**Written task**
From the listing below, pull out the part that begins with the line containing "Note: for every instance of the distant" and ends with the line containing "Query: distant ridge". Include both of those lines and copy every line word for word.

***** Raw data *****

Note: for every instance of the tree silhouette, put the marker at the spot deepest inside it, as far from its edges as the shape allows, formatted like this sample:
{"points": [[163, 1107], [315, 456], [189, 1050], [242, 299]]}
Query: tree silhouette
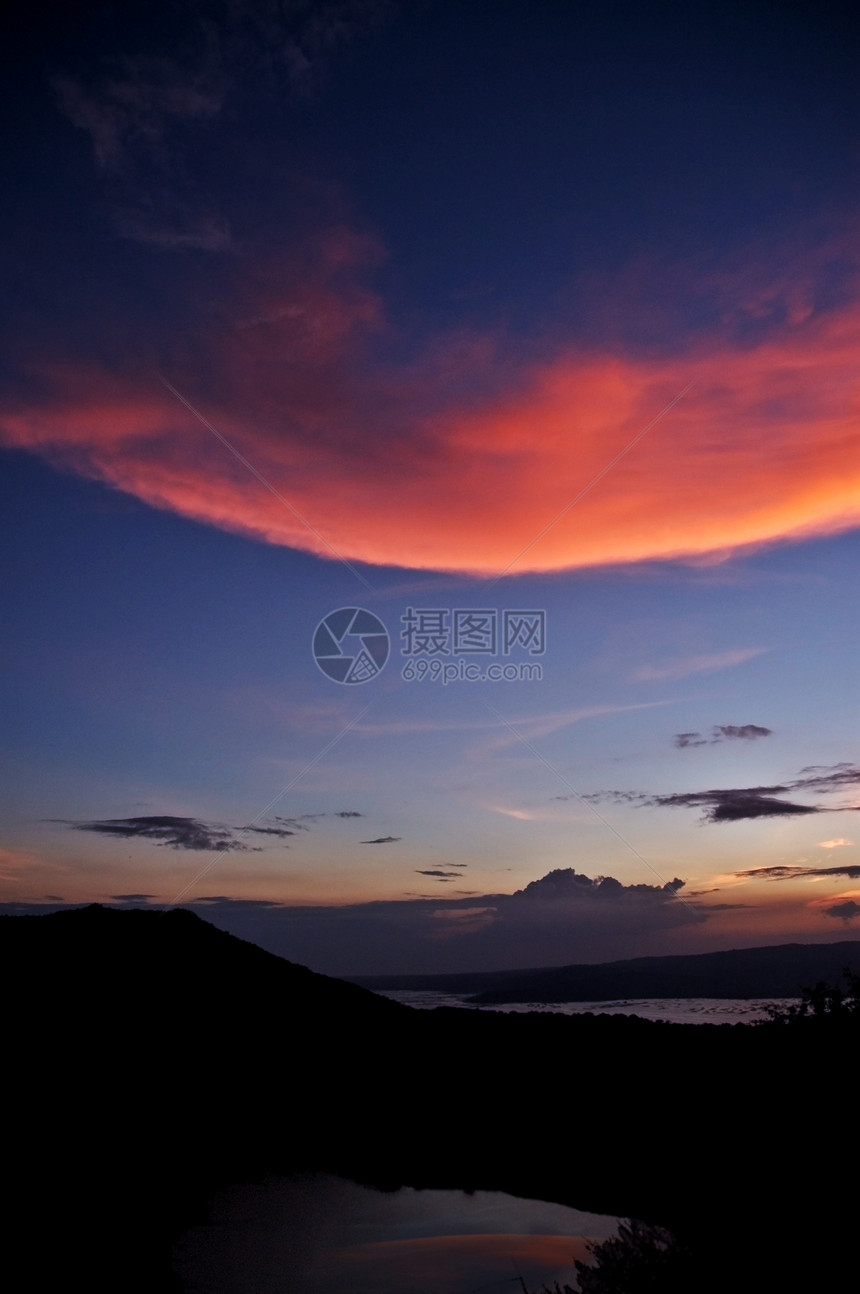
{"points": [[640, 1259], [823, 1002]]}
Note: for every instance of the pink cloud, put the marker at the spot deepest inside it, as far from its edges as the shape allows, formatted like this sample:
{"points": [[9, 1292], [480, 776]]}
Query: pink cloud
{"points": [[457, 460]]}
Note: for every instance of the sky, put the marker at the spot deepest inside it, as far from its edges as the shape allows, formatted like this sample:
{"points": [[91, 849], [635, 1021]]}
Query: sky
{"points": [[431, 474]]}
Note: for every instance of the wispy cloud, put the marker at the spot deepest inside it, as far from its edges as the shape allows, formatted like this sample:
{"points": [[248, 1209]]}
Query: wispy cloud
{"points": [[168, 831], [683, 667]]}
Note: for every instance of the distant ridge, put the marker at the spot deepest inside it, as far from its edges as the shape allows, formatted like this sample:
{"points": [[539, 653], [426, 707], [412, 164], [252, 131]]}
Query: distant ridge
{"points": [[767, 972]]}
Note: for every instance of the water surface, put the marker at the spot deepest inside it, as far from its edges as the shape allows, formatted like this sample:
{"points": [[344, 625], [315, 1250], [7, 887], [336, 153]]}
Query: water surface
{"points": [[321, 1235]]}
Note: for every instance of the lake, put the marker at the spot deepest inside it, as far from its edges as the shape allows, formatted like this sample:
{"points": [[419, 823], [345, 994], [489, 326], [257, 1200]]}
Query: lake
{"points": [[321, 1235], [683, 1011]]}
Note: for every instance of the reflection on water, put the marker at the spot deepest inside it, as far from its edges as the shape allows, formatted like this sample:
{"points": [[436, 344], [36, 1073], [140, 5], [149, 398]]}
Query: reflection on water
{"points": [[679, 1011], [321, 1235]]}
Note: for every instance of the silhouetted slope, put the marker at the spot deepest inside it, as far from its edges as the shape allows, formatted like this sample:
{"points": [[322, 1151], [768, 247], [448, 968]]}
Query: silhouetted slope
{"points": [[768, 972], [151, 1059]]}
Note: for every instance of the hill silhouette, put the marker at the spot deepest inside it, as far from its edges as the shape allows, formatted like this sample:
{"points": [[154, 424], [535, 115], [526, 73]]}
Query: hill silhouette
{"points": [[153, 1059], [766, 972]]}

*****

**Result of this exercise**
Note: for every instance of the distant ridge, put the marker at the spot deepest inside it, as far from its edges as the shape allows, formatted like this sample:
{"points": [[539, 653], [426, 707], [412, 164], [252, 131]]}
Query: distant ridge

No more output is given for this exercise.